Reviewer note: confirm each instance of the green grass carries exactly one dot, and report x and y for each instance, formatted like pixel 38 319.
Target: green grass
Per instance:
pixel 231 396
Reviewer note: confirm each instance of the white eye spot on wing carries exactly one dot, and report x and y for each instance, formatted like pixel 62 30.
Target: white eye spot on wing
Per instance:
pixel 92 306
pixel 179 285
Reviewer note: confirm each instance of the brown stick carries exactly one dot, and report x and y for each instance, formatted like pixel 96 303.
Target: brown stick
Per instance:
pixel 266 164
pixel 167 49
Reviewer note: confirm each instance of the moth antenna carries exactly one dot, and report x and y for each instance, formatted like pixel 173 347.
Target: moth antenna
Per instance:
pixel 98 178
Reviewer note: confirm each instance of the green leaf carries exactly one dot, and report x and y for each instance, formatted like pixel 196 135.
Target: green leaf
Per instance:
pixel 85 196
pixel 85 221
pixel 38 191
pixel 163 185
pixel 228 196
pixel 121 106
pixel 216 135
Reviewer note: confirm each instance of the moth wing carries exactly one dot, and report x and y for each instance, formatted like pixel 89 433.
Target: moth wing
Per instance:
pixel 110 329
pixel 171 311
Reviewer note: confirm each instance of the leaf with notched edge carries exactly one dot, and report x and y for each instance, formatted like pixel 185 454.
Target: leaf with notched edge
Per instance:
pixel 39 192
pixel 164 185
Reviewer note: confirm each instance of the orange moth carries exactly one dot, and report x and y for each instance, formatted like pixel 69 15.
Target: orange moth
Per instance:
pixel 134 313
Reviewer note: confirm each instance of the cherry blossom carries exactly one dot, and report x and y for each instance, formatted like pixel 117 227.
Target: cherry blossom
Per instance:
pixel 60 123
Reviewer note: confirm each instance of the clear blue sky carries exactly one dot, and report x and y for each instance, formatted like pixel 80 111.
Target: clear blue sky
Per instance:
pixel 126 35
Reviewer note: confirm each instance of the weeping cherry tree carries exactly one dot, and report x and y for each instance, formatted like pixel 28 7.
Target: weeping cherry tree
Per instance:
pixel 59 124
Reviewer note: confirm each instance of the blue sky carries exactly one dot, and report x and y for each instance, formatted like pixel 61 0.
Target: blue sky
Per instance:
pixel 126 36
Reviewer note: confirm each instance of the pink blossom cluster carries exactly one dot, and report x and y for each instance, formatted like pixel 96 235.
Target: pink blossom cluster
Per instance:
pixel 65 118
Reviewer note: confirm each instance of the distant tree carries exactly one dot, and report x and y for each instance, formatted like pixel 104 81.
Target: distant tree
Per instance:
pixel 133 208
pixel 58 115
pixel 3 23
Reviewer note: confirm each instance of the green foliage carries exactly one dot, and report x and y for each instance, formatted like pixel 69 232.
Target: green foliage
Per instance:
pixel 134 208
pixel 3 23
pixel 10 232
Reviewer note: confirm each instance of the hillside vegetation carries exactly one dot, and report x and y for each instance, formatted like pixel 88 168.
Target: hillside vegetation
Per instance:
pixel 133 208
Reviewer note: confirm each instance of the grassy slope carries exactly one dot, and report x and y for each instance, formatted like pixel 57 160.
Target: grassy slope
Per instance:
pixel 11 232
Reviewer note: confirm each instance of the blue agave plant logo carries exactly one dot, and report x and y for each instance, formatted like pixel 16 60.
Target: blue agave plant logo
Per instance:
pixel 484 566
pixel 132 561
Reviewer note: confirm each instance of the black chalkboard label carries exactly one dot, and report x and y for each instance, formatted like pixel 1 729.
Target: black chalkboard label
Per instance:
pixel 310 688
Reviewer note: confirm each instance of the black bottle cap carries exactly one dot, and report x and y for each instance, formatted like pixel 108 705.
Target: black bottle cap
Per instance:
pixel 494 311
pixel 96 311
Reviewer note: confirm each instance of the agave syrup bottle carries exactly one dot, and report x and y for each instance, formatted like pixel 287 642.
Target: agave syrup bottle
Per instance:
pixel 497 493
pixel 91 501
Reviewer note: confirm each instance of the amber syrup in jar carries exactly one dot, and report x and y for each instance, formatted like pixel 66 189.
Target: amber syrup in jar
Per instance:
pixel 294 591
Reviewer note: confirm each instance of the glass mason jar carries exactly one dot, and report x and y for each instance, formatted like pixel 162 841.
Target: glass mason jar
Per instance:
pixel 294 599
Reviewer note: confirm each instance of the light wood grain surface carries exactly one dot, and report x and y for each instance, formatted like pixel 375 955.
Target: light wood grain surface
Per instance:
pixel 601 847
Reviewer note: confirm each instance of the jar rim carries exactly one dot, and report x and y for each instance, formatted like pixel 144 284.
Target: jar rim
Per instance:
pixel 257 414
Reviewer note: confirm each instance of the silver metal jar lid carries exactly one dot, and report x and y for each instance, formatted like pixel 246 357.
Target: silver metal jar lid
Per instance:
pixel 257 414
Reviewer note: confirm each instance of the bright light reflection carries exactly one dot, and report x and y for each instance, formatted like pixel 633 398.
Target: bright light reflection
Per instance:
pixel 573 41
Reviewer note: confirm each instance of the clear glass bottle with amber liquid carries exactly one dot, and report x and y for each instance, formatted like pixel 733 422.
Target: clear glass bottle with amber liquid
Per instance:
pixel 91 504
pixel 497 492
════════════════
> [Do this]:
Give every line above as a JSON list of strings, one string per line, with blank lines left out.

> [The output]:
[
  "Reviewer note: confirm each instance of the green grass carries exactly one dot, and report x and y for each instance, formatted like pixel 38 319.",
  "Target: green grass",
  "Per instance:",
  "pixel 231 396",
  "Reviewer note: confirm each instance of the white eye spot on wing carries exactly one dot, and report x and y for each instance, formatted like pixel 62 30.",
  "Target: white eye spot on wing",
  "Per instance:",
  "pixel 92 306",
  "pixel 179 285",
  "Reviewer note: confirm each instance of the brown stick carries exactly one dot, and report x and y for each instance, formatted like pixel 96 303.",
  "Target: brown stick",
  "Per instance:",
  "pixel 266 164",
  "pixel 167 49",
  "Reviewer note: confirm each instance of the moth antenna carries exactly one dot, and report x and y for each instance, formatted like pixel 173 347.",
  "Target: moth antenna",
  "Per instance:",
  "pixel 98 178",
  "Reviewer note: confirm each instance of the green leaf carries exactly one dot, and report x and y for each instance, formatted like pixel 196 135.",
  "Target: green leaf",
  "Per instance:",
  "pixel 85 196",
  "pixel 85 221",
  "pixel 38 191",
  "pixel 163 185",
  "pixel 228 196",
  "pixel 121 106",
  "pixel 216 135",
  "Reviewer note: confirm each instance of the moth wing carries exactly one dot, and report x and y for each instance, formatted like pixel 89 433.",
  "Target: moth wing",
  "Per instance:",
  "pixel 110 329",
  "pixel 171 311",
  "Reviewer note: confirm each instance of the leaf with notched edge carries exactly one dot, and report x and y for each instance, formatted like pixel 185 454.",
  "Target: leaf with notched edge",
  "Per instance:",
  "pixel 39 192",
  "pixel 164 185",
  "Reviewer note: confirm each instance of the orange moth carries exactly one dot, and report x and y for each instance, formatted like pixel 69 15.",
  "Target: orange moth",
  "Per instance:",
  "pixel 134 313",
  "Reviewer note: confirm each instance of the cherry blossom carries exactly one dot, and report x and y for each instance, formatted like pixel 117 227.",
  "Target: cherry blossom",
  "Per instance:",
  "pixel 60 123",
  "Reviewer note: confirm each instance of the clear blue sky carries exactly one dot, and report x and y for each instance, formatted like pixel 80 111.",
  "Target: clear blue sky",
  "Per instance:",
  "pixel 126 35",
  "Reviewer note: confirm each instance of the weeping cherry tree carries exactly one dot, and report x and y for each instance, formatted like pixel 28 7.",
  "Target: weeping cherry tree",
  "Per instance:",
  "pixel 59 124",
  "Reviewer note: confirm each instance of the blue sky carries exactly one dot, and report x and y for each instance, formatted like pixel 61 0.",
  "Target: blue sky",
  "Per instance:",
  "pixel 126 36",
  "Reviewer note: confirm each instance of the pink blossom cluster carries exactly one dot, and report x and y for each instance, formatted like pixel 96 235.",
  "Target: pink blossom cluster",
  "Per instance:",
  "pixel 65 118",
  "Reviewer note: confirm each instance of the distant tree carries exactly one dot, and report x and y for each instance, formatted like pixel 104 81.",
  "Target: distant tree",
  "Per instance:",
  "pixel 133 208",
  "pixel 58 115",
  "pixel 3 23",
  "Reviewer note: confirm each instance of the green foliage carries exactly one dot, and report x and y for each instance, formatted like pixel 69 232.",
  "Target: green foliage",
  "Per instance:",
  "pixel 134 208",
  "pixel 3 23",
  "pixel 10 232",
  "Reviewer note: confirm each instance of the hillside vegetation carries exactly one dot, and report x and y for each instance, formatted like pixel 88 168.",
  "Target: hillside vegetation",
  "Per instance:",
  "pixel 133 208",
  "Reviewer note: confirm each instance of the grassy slope carries exactly one dot, and report x and y for each instance, formatted like pixel 57 160.",
  "Target: grassy slope",
  "Per instance:",
  "pixel 11 232",
  "Reviewer note: confirm each instance of the blue agave plant logo carries exactly one dot, and report x and y for each instance, formatted like pixel 16 60.",
  "Target: blue agave plant logo",
  "Per instance:",
  "pixel 484 566",
  "pixel 132 561",
  "Reviewer note: confirm each instance of the black chalkboard label carries exactly one dot, and report x and y for each instance, formatted like pixel 1 729.",
  "Target: black chalkboard label",
  "Per instance:",
  "pixel 310 688",
  "Reviewer note: confirm each instance of the black bottle cap carries exactly one dot, and report x and y for each instance, formatted like pixel 108 705.",
  "Target: black bottle cap",
  "Per instance:",
  "pixel 494 311",
  "pixel 96 311",
  "Reviewer note: confirm each instance of the agave syrup bottle carries exactly one dot, and report x and y for each instance, formatted like pixel 287 642.",
  "Target: agave syrup bottle",
  "Per instance:",
  "pixel 497 493",
  "pixel 91 501",
  "Reviewer note: confirm each instance of the amber syrup in jar carries exactly one dot, and report x and y for each instance, formatted like pixel 66 189.",
  "Target: amber syrup in jar",
  "Per instance:",
  "pixel 294 591",
  "Reviewer note: confirm each instance of the glass mason jar carries exactly one dot, and report x and y for each instance, formatted like pixel 162 841.",
  "Target: glass mason jar",
  "Per instance:",
  "pixel 294 599",
  "Reviewer note: confirm each instance of the light wood grain surface carries exactly one dot, and report x and y for each instance, formatted like pixel 375 955.",
  "Target: light wood grain surface",
  "Per instance:",
  "pixel 601 847",
  "Reviewer note: confirm each instance of the jar rim carries exactly one dot, and report x and y for each instance, formatted like pixel 144 284.",
  "Target: jar rim",
  "Per instance:",
  "pixel 257 414",
  "Reviewer note: confirm each instance of the silver metal jar lid carries exactly one dot, and report x and y for each instance, formatted like pixel 246 357.",
  "Target: silver metal jar lid",
  "Per instance:",
  "pixel 257 414",
  "Reviewer note: confirm each instance of the bright light reflection carries exactly one dot, and report x and y for each instance, formatted like pixel 633 398.",
  "Target: bright light reflection",
  "Per instance:",
  "pixel 573 41",
  "Reviewer note: confirm each instance of the clear glass bottle with amber liquid carries exactly one dot, and report x and y for each instance, formatted like pixel 733 422.",
  "Target: clear glass bottle with amber liquid",
  "Per instance:",
  "pixel 91 504",
  "pixel 497 492"
]